PROBLEM REQUIREMENTS
Look through the data below for the line with "positive clicks: (315, 221)", and transcribe it exactly together with each line after it up to and including the line with "box: [271, 257, 594, 382]". Give nothing else.

DATA EXTRACTS
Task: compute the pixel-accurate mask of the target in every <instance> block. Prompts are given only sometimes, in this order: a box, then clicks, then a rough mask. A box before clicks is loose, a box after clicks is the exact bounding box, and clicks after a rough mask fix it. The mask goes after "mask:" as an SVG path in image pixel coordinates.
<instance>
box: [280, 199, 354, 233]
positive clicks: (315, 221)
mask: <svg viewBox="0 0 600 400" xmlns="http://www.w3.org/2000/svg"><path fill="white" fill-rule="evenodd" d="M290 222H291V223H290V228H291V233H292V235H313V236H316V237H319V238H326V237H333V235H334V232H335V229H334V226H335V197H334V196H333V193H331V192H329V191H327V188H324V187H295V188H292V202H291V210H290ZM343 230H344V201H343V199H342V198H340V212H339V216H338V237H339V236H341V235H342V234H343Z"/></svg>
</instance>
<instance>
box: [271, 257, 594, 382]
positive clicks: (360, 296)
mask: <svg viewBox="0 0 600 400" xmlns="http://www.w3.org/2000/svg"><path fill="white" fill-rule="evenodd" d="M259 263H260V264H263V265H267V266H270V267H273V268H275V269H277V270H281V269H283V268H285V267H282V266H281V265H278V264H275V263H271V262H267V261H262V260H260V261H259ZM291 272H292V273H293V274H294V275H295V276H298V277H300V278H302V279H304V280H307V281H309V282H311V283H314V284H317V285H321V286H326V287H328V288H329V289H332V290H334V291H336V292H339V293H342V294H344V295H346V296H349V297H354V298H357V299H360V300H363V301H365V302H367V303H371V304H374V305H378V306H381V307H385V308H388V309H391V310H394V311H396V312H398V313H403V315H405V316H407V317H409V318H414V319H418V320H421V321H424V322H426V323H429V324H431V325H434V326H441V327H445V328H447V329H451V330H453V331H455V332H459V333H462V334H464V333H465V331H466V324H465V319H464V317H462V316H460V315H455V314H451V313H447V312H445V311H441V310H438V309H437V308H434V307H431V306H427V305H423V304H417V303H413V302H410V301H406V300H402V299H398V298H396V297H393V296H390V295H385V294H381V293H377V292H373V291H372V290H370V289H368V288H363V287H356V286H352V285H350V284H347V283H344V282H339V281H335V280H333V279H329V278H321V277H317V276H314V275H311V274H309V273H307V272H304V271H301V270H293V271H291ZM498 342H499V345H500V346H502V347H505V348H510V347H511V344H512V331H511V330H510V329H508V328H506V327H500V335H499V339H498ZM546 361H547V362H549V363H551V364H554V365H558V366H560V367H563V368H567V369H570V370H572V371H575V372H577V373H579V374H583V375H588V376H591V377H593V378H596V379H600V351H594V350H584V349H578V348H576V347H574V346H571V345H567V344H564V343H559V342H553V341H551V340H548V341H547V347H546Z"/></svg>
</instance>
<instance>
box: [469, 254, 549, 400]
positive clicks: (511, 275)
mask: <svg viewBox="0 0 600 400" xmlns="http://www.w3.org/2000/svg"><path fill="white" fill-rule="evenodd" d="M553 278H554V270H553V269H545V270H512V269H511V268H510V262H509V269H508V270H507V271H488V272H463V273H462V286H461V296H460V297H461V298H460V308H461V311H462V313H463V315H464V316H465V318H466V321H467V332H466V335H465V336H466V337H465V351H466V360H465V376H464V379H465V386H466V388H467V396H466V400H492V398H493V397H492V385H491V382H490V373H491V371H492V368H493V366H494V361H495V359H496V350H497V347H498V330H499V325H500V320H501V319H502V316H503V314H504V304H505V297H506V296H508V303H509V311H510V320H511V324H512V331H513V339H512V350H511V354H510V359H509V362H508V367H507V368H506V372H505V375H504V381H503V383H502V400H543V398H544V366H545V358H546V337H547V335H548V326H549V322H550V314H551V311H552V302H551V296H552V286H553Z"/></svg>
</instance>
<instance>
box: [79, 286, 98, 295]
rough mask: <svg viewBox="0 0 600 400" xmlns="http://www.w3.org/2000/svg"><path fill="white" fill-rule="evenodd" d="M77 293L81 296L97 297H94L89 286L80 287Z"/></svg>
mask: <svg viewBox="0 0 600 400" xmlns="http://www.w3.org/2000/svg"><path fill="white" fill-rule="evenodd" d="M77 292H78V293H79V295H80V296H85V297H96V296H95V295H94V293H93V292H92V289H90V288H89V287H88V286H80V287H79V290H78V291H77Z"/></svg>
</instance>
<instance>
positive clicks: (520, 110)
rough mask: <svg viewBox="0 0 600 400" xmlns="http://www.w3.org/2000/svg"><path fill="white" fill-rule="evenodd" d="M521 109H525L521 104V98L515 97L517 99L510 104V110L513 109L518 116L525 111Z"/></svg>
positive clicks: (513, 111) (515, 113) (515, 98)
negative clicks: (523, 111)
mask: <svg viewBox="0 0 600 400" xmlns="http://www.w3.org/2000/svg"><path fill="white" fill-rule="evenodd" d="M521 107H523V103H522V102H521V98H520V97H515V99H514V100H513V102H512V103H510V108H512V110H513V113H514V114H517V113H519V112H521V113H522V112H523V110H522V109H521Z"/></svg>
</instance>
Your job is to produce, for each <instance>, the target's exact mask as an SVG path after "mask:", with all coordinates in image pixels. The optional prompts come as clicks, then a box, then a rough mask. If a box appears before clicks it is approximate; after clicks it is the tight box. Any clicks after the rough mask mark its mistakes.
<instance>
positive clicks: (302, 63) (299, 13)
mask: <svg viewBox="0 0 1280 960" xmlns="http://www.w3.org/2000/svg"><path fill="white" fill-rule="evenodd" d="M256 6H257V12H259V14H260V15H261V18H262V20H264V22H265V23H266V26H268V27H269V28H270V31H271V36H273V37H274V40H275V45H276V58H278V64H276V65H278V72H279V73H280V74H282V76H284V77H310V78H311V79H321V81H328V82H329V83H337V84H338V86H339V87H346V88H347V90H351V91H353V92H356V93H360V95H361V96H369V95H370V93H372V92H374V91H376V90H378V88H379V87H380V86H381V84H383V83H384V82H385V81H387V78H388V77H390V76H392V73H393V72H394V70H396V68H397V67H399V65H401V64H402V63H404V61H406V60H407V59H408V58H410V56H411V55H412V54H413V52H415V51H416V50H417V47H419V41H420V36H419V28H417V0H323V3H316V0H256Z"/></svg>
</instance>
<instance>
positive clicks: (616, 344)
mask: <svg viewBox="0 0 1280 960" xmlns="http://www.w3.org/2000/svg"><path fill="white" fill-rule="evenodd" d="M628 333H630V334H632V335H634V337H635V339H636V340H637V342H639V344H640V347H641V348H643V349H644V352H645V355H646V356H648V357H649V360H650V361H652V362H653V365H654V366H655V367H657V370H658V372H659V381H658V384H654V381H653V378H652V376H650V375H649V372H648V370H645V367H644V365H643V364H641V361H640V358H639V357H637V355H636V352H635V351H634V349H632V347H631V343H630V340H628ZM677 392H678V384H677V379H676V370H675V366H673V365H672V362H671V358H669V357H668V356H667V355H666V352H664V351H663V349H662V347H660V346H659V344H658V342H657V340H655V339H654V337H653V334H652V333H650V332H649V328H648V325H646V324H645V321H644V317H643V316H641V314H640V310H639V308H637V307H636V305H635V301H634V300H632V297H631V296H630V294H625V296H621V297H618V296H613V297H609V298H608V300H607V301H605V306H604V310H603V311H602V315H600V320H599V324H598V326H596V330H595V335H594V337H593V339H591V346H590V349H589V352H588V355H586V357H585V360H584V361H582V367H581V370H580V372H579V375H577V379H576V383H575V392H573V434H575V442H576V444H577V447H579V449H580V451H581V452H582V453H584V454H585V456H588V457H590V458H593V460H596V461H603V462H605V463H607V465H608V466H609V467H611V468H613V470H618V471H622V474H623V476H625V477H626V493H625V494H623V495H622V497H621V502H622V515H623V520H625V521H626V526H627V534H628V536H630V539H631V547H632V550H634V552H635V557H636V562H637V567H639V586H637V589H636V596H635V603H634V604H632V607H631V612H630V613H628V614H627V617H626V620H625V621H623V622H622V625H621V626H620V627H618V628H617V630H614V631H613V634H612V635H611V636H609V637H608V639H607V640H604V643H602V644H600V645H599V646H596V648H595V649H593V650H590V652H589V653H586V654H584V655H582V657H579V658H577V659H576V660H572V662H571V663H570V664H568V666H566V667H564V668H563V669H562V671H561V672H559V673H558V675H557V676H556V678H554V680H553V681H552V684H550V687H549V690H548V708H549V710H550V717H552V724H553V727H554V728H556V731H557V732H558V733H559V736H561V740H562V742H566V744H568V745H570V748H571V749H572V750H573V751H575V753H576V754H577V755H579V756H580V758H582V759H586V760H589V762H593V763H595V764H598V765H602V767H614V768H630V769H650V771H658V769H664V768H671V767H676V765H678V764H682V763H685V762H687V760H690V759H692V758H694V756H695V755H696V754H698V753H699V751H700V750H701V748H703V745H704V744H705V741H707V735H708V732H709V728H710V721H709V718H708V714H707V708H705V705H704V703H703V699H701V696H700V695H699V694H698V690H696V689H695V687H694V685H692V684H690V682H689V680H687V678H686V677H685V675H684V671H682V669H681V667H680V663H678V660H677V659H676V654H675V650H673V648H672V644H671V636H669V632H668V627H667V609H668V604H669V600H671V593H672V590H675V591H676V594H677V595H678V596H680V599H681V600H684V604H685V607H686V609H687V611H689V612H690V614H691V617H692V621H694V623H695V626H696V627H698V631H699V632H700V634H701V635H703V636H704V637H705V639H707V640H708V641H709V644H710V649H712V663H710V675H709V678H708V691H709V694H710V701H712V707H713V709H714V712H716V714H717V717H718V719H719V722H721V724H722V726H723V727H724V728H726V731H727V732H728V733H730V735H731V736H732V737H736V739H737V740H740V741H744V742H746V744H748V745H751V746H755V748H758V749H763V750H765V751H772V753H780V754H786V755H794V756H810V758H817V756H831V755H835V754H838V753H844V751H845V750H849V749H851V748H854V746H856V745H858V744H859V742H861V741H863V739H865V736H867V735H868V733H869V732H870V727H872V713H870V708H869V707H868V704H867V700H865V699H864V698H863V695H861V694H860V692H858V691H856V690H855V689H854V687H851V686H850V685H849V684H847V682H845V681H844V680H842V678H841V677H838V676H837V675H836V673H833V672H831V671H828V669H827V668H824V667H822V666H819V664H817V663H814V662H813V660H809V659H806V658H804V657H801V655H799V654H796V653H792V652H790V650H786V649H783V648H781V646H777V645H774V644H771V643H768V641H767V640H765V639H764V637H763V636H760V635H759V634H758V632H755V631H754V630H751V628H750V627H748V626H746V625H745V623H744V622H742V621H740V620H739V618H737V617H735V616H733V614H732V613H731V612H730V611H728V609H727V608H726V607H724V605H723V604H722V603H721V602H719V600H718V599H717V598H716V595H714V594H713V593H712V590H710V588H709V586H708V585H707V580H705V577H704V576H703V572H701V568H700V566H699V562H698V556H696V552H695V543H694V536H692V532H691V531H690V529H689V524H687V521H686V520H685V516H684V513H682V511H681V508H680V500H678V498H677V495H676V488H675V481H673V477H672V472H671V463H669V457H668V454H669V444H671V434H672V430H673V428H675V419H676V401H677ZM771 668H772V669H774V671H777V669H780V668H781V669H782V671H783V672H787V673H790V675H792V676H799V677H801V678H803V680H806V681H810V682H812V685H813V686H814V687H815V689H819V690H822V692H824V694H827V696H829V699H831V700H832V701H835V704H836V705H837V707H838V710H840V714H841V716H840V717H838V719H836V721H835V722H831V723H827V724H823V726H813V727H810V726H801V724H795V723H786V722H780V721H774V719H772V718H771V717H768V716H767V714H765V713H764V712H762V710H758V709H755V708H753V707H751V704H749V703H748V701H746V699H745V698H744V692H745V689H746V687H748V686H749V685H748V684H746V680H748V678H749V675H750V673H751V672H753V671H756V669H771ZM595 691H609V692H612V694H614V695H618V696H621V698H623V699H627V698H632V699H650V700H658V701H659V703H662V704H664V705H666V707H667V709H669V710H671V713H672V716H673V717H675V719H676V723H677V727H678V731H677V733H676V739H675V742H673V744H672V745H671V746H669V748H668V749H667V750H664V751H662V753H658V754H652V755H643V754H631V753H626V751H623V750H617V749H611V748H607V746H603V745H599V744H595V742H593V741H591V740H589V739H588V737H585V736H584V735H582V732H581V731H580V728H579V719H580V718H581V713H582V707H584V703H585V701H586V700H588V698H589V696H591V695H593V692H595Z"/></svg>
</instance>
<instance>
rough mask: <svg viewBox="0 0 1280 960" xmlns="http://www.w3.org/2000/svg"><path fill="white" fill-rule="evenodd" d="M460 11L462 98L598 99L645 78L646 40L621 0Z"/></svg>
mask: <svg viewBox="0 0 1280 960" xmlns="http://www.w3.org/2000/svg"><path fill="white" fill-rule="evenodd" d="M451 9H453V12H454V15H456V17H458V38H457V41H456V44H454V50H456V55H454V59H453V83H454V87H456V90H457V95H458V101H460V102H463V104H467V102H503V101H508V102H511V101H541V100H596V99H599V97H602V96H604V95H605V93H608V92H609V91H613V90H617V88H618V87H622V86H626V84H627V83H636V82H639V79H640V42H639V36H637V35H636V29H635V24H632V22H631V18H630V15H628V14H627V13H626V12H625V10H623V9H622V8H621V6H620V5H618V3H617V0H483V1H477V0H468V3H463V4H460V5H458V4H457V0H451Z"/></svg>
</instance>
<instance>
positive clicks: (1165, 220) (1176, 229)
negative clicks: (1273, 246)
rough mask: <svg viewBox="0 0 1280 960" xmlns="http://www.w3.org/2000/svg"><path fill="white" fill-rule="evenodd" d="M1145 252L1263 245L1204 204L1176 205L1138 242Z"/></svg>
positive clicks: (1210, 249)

RESPONSE BELOW
positive clicks: (315, 221)
mask: <svg viewBox="0 0 600 400" xmlns="http://www.w3.org/2000/svg"><path fill="white" fill-rule="evenodd" d="M290 222H291V223H290V228H291V233H292V235H313V236H316V237H319V238H326V237H333V235H334V232H335V229H334V226H335V197H334V196H333V193H331V192H329V191H327V188H324V187H295V188H292V202H291V210H290ZM343 230H344V201H343V199H342V198H340V212H339V216H338V237H339V236H341V235H342V234H343Z"/></svg>
</instance>
<instance>
box: [271, 257, 594, 382]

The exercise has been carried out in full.